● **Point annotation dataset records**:
---*---

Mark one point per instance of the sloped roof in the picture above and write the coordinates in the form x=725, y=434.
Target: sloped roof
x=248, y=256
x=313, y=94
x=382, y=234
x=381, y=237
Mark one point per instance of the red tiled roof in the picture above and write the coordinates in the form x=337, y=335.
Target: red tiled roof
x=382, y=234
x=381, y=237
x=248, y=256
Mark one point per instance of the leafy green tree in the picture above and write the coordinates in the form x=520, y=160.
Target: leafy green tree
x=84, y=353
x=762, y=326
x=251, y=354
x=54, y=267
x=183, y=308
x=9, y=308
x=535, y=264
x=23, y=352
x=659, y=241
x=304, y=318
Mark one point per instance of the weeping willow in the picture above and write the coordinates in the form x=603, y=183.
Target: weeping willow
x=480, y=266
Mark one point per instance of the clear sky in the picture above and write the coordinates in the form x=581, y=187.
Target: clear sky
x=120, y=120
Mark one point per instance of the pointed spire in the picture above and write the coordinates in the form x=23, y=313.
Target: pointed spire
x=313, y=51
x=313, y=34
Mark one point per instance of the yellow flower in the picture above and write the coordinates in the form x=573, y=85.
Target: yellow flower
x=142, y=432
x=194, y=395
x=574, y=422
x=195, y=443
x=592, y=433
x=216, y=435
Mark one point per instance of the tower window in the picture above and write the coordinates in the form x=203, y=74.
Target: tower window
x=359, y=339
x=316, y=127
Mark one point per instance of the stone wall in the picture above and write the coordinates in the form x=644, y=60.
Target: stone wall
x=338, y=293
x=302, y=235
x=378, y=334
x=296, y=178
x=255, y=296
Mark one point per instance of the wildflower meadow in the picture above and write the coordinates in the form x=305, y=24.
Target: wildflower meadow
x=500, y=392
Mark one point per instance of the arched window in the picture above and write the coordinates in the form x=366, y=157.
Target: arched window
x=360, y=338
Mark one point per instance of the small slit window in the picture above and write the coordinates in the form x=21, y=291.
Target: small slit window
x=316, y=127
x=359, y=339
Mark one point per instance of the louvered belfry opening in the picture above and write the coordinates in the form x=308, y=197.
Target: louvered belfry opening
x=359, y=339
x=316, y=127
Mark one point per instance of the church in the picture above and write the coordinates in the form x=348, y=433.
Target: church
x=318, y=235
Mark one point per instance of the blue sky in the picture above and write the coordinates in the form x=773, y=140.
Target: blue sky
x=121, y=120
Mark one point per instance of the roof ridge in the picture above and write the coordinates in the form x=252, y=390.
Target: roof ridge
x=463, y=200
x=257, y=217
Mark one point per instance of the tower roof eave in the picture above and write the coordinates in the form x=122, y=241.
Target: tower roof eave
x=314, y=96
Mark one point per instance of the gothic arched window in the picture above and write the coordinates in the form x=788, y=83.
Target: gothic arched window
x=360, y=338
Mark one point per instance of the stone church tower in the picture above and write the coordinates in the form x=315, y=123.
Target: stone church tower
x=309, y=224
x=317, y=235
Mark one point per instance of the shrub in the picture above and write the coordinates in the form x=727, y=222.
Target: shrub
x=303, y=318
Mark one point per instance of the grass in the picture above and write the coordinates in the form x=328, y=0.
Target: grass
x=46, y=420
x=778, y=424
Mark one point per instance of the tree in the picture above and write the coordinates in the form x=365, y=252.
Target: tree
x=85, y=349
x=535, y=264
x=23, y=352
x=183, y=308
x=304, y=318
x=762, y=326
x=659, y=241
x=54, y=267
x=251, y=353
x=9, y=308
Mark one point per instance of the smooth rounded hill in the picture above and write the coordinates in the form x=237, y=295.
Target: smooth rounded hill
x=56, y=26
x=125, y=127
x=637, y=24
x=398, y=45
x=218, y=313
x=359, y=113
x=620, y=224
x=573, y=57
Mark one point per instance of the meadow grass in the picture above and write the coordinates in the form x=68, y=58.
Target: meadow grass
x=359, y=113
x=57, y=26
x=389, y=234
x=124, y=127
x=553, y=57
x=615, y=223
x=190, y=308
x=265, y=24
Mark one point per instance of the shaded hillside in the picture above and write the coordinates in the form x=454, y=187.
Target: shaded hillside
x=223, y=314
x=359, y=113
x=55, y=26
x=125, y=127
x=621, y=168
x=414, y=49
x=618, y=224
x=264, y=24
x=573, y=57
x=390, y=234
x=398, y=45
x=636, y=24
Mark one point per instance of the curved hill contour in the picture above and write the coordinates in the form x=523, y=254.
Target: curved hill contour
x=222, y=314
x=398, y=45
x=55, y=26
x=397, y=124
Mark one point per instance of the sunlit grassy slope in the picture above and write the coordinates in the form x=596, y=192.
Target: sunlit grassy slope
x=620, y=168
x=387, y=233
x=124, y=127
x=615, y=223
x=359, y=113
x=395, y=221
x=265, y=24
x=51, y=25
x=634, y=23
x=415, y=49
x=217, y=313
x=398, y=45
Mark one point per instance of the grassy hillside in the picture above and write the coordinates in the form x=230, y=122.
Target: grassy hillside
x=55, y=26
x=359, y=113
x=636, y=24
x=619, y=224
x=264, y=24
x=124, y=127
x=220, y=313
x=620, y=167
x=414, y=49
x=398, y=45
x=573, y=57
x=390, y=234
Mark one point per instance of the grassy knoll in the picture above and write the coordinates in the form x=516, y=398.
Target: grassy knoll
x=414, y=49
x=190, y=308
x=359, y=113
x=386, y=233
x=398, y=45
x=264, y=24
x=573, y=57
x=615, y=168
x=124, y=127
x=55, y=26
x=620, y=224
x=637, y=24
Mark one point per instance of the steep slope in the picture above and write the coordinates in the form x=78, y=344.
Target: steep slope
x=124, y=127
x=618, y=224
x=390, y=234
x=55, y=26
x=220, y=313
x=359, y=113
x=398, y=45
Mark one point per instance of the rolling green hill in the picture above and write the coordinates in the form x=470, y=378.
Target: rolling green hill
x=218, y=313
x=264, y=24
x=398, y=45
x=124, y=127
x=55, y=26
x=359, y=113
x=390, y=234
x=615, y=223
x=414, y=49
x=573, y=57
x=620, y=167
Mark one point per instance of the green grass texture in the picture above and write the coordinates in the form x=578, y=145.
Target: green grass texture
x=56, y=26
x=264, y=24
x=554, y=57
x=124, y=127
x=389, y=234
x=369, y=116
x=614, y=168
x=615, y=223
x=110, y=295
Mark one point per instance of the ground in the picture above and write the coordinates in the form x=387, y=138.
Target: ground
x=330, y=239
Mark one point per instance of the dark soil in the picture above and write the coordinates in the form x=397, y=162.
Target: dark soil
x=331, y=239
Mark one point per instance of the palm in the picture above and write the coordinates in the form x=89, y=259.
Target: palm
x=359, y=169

---*---

● **Short task**: Extract every line from the one containing "Mark one point per instance of the curved" to the end of the entries, including both of those lines, exactly as given and with nothing added.

● **Exercise answer**:
Mark one point per instance of the curved hill contour in the picture above and write the coordinates in the form x=523, y=254.
Target: curved hill contour
x=222, y=314
x=398, y=45
x=55, y=26
x=397, y=124
Mark one point per instance of the sunlit grassy slope in the picture above and write the coordinates in the form x=596, y=192.
Target: sunlit grassy slope
x=620, y=168
x=387, y=233
x=124, y=127
x=615, y=223
x=359, y=113
x=395, y=221
x=265, y=24
x=51, y=25
x=634, y=23
x=415, y=49
x=217, y=313
x=398, y=45
Mark one point per instance of the grassy hillside in the picture above and write the coordinates in the form x=230, y=122.
Target: grassy hillside
x=55, y=26
x=359, y=113
x=636, y=24
x=619, y=224
x=264, y=24
x=124, y=127
x=220, y=313
x=620, y=167
x=414, y=49
x=398, y=45
x=573, y=57
x=390, y=234
Mark one point per instance of the grassy knoll in the picture above and write the coordinates in the form x=516, y=398.
Target: grassy knoll
x=414, y=49
x=190, y=308
x=359, y=113
x=386, y=233
x=398, y=45
x=264, y=24
x=573, y=57
x=615, y=168
x=124, y=127
x=55, y=26
x=620, y=224
x=637, y=24
Mark one point per instance of the steep slope in the picture above and write the coordinates in the form x=78, y=344.
Target: steep slope
x=124, y=127
x=618, y=224
x=390, y=234
x=55, y=26
x=220, y=313
x=359, y=113
x=398, y=45
Mark one point per instance of the rolling green hill in the picture above and write the coordinates in the form x=470, y=378.
Target: rolling green hill
x=218, y=313
x=264, y=24
x=398, y=45
x=124, y=127
x=55, y=26
x=359, y=113
x=390, y=234
x=615, y=223
x=414, y=49
x=573, y=57
x=620, y=167
Mark one point per instance of the green grass texture in the picture above and write the coordinates in the form x=578, y=145.
Target: green grass texture
x=56, y=26
x=264, y=24
x=554, y=57
x=124, y=127
x=389, y=234
x=369, y=116
x=614, y=168
x=615, y=223
x=110, y=295
Mark one point per instance of the ground in the picture above and write the coordinates in the form x=387, y=138.
Target: ground
x=330, y=239
Mark one point per instance of the dark soil in the picture above and write the coordinates in the form x=397, y=162.
Target: dark soil
x=331, y=239
Mark one point per instance of the palm in the picture above and write the coordinates in the form x=89, y=259.
Target: palm
x=359, y=169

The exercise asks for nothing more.